▶ _Stored items_:
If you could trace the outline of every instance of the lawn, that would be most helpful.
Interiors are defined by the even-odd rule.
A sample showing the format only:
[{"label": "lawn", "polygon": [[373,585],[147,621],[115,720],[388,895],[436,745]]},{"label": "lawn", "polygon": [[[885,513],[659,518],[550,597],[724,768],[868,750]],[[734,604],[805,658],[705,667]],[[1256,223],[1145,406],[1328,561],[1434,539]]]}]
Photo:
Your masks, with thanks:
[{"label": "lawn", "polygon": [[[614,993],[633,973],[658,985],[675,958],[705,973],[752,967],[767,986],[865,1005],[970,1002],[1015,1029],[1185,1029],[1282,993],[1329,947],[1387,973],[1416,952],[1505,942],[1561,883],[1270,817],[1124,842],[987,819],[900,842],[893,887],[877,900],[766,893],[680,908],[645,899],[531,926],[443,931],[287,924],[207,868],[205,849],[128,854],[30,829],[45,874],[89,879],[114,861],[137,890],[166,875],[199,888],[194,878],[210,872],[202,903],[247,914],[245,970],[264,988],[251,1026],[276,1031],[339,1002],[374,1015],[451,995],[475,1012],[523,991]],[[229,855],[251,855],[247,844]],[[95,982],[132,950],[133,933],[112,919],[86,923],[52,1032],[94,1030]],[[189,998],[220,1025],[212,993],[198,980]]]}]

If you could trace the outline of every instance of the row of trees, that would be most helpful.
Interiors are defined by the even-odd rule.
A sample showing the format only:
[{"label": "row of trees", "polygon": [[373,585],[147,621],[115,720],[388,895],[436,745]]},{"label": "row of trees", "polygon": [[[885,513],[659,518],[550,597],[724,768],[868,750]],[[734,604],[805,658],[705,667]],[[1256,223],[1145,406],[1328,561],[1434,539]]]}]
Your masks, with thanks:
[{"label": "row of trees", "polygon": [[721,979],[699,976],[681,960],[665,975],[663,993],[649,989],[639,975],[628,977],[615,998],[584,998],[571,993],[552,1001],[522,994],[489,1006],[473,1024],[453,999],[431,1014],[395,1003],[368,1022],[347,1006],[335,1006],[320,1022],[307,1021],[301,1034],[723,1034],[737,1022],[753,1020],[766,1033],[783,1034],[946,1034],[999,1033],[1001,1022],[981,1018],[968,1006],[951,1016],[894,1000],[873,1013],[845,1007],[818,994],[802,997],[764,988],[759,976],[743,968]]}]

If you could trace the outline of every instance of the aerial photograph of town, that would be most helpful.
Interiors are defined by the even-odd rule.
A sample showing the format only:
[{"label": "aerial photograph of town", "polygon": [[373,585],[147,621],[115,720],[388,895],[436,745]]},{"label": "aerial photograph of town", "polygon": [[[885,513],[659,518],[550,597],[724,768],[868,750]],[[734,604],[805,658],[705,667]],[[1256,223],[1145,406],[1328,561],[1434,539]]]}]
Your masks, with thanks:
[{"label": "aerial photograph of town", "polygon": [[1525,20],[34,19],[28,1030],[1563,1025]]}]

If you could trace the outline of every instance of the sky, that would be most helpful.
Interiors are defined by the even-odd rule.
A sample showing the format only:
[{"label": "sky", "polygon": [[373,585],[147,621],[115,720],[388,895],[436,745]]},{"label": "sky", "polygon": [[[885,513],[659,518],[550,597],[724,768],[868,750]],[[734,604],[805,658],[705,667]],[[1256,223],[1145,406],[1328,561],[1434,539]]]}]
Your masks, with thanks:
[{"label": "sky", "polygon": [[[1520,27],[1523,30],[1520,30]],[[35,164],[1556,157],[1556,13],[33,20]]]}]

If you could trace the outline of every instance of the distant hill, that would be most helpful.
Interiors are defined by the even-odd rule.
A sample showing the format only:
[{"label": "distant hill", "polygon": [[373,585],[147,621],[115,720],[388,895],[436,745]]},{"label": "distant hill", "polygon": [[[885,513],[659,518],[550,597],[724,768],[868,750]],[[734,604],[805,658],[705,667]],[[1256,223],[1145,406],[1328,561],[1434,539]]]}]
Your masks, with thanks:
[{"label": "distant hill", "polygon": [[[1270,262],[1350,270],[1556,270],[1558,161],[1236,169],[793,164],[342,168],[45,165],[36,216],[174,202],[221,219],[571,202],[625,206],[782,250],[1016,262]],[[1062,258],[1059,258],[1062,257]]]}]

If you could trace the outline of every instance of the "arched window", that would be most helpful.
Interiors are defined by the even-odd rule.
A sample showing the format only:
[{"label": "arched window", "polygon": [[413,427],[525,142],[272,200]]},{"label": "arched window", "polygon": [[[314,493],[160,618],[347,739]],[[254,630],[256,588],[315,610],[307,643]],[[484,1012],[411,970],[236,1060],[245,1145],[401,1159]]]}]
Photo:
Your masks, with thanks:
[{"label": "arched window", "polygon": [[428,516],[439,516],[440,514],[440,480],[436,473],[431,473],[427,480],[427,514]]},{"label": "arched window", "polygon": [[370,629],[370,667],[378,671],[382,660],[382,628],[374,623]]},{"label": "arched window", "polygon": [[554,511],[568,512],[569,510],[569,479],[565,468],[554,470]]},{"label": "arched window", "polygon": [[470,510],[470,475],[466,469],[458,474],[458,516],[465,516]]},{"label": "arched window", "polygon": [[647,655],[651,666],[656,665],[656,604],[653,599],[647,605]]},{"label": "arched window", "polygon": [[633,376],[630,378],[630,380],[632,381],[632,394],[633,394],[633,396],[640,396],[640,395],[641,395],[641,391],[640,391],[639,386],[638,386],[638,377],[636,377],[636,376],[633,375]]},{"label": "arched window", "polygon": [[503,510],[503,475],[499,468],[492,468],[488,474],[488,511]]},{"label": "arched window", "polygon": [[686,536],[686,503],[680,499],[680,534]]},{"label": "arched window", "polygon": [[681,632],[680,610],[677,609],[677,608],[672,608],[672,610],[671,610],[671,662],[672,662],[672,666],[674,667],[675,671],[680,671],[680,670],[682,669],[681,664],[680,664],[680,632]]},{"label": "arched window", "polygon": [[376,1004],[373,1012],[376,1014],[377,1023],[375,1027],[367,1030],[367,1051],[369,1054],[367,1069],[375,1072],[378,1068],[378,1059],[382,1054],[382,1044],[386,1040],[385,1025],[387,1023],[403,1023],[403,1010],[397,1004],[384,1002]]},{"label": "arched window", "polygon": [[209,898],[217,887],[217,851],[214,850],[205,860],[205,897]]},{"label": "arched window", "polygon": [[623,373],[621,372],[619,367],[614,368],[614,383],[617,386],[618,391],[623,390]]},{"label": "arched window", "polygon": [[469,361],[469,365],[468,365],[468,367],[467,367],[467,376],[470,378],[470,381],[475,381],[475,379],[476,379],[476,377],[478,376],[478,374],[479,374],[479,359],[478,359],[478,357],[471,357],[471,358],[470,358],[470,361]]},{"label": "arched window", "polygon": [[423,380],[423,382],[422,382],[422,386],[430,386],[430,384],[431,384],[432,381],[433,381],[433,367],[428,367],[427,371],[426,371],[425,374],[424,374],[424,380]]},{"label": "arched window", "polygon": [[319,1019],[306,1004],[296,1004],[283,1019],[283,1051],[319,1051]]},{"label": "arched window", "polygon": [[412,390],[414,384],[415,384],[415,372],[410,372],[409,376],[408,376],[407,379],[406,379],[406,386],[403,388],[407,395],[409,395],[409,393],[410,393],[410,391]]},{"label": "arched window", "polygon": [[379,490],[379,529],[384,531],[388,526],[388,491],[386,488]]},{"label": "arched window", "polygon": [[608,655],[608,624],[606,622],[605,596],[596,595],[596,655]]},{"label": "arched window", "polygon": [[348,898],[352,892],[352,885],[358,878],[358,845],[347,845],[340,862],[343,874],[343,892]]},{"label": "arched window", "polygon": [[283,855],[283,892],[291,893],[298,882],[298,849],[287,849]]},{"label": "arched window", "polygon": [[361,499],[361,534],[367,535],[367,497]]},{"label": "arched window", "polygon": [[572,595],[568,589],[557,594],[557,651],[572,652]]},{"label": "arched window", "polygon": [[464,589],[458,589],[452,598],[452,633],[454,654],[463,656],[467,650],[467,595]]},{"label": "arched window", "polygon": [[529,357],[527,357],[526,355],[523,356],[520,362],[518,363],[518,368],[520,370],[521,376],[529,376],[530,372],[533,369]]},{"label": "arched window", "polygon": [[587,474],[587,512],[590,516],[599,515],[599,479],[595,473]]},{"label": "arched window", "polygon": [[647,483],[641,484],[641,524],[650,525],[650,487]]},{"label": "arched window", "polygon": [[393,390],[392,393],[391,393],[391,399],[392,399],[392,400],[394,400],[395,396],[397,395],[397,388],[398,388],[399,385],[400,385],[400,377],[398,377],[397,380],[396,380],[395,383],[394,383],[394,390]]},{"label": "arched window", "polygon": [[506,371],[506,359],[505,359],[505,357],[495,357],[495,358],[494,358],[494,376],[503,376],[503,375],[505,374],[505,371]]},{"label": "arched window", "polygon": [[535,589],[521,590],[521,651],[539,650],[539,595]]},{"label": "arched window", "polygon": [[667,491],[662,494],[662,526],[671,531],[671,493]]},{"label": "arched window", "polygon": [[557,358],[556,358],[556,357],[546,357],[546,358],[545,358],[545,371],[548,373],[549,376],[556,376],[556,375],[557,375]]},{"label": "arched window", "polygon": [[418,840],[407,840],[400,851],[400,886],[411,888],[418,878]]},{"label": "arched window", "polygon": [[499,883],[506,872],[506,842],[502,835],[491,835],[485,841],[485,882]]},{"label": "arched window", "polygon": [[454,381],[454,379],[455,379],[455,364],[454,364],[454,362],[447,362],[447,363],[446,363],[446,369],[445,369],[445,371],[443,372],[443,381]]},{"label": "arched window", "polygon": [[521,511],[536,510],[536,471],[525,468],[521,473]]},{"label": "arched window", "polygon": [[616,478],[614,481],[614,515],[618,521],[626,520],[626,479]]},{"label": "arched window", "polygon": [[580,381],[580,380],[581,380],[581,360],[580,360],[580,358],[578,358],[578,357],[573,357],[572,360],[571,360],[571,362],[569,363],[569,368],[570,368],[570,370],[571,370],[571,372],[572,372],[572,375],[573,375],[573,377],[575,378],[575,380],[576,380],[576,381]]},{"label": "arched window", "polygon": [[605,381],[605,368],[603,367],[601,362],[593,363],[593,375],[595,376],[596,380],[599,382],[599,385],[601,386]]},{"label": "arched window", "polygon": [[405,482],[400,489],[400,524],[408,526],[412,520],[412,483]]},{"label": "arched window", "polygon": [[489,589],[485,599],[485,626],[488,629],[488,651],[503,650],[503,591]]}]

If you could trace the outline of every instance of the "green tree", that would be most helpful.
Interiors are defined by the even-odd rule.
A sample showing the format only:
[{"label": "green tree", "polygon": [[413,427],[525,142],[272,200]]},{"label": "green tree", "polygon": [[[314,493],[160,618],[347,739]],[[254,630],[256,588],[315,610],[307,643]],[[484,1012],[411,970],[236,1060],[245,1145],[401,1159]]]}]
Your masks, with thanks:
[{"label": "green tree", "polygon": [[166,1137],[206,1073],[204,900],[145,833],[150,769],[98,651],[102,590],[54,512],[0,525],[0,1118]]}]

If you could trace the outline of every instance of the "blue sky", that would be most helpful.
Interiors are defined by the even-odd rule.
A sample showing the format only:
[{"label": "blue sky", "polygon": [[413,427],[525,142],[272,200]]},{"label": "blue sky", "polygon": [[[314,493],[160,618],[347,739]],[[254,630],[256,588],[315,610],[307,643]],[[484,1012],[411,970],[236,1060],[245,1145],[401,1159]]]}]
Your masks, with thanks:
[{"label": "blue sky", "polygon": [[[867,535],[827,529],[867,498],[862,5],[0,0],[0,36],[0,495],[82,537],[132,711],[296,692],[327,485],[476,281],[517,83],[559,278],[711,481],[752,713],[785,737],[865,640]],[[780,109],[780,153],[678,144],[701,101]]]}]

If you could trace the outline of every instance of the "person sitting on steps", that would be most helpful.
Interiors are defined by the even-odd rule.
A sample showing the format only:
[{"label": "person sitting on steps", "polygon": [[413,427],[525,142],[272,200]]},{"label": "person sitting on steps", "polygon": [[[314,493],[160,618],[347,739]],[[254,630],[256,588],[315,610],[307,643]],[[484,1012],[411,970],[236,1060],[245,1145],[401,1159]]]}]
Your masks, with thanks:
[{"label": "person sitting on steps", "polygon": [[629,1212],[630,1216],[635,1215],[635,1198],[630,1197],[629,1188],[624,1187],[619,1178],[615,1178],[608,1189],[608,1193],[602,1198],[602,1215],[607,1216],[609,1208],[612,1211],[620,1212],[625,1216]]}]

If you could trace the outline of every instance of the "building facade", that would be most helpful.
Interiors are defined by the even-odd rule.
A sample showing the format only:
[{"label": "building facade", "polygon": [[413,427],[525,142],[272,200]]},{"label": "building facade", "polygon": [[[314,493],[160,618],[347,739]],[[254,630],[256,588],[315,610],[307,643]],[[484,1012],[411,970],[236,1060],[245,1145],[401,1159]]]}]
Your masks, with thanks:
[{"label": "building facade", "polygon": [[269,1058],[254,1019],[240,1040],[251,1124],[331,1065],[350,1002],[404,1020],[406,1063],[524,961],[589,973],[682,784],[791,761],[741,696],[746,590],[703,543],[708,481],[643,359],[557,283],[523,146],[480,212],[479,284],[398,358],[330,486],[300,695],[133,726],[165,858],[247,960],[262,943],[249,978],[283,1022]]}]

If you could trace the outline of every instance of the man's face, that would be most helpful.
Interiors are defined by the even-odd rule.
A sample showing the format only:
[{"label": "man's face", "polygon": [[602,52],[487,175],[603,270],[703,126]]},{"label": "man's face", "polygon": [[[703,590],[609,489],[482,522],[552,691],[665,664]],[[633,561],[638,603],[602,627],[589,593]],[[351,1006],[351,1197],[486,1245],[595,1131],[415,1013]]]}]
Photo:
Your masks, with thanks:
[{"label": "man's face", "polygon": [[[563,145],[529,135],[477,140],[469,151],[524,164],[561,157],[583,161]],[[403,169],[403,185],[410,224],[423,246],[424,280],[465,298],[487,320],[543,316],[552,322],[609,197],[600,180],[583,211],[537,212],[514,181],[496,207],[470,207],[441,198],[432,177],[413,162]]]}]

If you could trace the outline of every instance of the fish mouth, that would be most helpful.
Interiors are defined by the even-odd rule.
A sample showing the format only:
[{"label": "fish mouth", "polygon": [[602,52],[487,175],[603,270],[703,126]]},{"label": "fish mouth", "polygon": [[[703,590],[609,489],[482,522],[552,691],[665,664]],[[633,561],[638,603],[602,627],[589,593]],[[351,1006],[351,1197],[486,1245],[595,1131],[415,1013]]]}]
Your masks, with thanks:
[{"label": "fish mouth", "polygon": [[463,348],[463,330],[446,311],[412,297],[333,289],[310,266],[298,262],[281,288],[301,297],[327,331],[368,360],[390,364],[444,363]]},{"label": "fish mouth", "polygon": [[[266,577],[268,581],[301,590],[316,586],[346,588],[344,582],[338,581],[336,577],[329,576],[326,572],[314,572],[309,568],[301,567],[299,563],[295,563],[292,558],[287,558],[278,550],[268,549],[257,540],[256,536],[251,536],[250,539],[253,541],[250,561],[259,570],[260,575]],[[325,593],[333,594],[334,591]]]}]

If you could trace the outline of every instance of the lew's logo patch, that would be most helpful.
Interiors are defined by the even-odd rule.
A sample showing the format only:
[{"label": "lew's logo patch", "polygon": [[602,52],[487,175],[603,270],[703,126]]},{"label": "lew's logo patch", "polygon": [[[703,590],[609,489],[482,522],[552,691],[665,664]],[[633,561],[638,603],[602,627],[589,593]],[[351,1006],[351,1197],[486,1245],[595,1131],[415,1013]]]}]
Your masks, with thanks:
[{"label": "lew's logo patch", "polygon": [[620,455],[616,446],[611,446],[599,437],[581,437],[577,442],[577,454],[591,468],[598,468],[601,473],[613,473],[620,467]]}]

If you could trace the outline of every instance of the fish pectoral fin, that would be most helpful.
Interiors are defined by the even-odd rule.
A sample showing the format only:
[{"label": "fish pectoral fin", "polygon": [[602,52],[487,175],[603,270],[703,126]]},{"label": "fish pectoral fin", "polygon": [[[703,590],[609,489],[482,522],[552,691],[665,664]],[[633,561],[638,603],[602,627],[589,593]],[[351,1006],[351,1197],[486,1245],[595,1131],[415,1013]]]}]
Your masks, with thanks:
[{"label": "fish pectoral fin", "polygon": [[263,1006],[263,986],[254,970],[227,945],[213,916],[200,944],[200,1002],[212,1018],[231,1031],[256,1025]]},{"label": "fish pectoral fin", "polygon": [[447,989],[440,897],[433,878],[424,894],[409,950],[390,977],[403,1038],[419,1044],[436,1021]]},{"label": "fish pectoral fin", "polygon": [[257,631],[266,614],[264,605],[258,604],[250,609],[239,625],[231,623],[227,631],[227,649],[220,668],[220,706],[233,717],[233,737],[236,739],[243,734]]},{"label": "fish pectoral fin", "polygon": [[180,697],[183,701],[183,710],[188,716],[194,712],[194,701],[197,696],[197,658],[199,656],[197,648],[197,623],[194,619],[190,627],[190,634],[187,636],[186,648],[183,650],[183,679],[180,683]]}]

▶ _Task objective_:
Please reproduce exactly the lines from the first one of the records above through the line containing "trees, that would be most helpful.", both included, and nothing else.

▶ _Reply to the exercise_:
If you could trace the outline of every instance of the lawn, that would be most helpful.
Interiors are defined by the even-odd rule.
A sample showing the format only:
[{"label": "lawn", "polygon": [[373,585],[147,621],[115,720],[388,895],[436,745]]},{"label": "lawn", "polygon": [[[885,513],[659,518],[550,597],[724,768],[868,750]],[[734,604],[805,658],[705,667]],[[1256,223],[1145,406],[1328,561],[1434,539]]]}]
Photo:
Your masks, with thanks:
[{"label": "lawn", "polygon": [[[614,993],[633,973],[658,985],[675,958],[705,973],[752,967],[767,986],[865,1005],[970,1002],[1015,1029],[1185,1029],[1282,993],[1329,947],[1387,973],[1416,952],[1505,942],[1561,883],[1270,817],[1124,842],[987,819],[900,842],[893,887],[877,900],[766,893],[680,908],[645,899],[531,926],[443,931],[287,924],[207,868],[205,849],[128,854],[30,829],[45,874],[89,879],[114,861],[137,890],[166,875],[199,888],[194,878],[210,872],[202,903],[247,914],[245,970],[264,988],[251,1026],[276,1031],[339,1002],[374,1015],[451,995],[475,1012],[523,991]],[[229,855],[251,855],[247,844]],[[95,982],[132,950],[133,933],[112,919],[86,923],[52,1032],[94,1030]],[[189,998],[220,1025],[212,993],[198,980]]]}]

If you could trace the outline of every instance of the row of trees, that would be most helpful.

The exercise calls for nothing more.